(Passage provided)
Thursday 13 December 2012

Motherhood and me-hood

Gosh, isn't this frosty photo just beautiful? My lovely husband took it. I think he's all kinds of talented.
 
It's kind of unrelated to this post, because I am going to have a grumble. Well, not a grumble per se, more a rambling, complaining bit of verbal vomit at the computer page, and then leave it there for all to read. Because sometimes it's better to spew it out and then just get on with things.
 
What I really love to do, wanted to do, revel in, is be a stay-at-home-mum. Oh I wish there was a better, grander name for it because however you word it, it always sounds a bit like that box you tick on a career list - at the end - that says 'none of the above'. But it's the biggest, greatest, most important job on the planet. Think how many grown-ups ruin their lives or other peoples' because of how their mind was messed with in childhood. Think of all your happiest, largest memories from childhood and how your parents helped make them.

(Your goal)
Retype the part of the blog post on motherhood that runs between "Gosh, isn't this" and "on with things.", inclusive.

(Material provided)
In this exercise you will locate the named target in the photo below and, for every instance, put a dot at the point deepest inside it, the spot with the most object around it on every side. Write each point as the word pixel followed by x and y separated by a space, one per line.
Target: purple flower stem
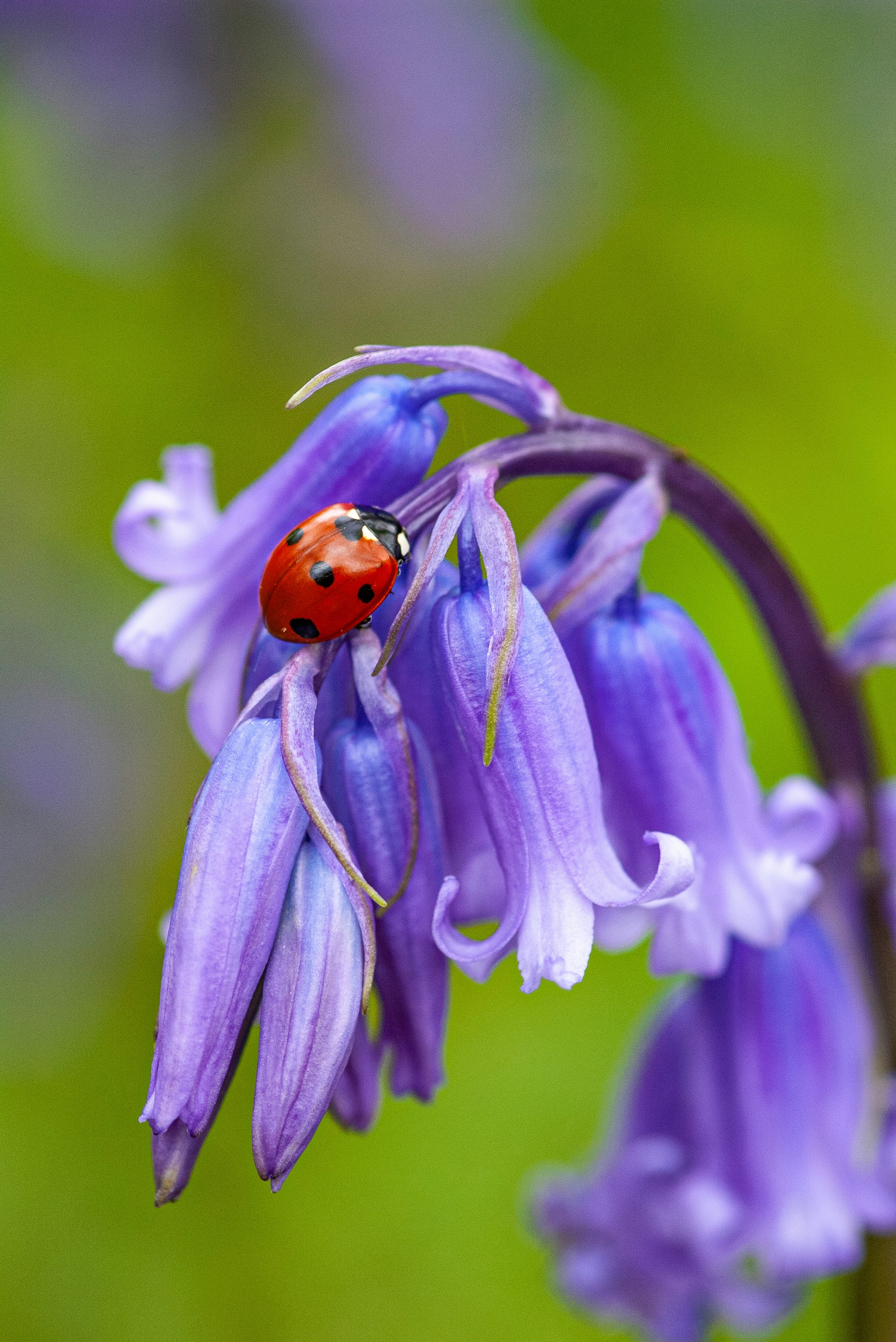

(Answer to the exercise)
Gosh, isn't this frosty photo just beautiful? My lovely husband took it. I think he's all kinds of talented.
 
It's kind of unrelated to this post, because I am going to have a grumble. Well, not a grumble per se, more a rambling, complaining bit of verbal vomit at the computer page, and then leave it there for all to read. Because sometimes it's better to spew it out and then just get on with things.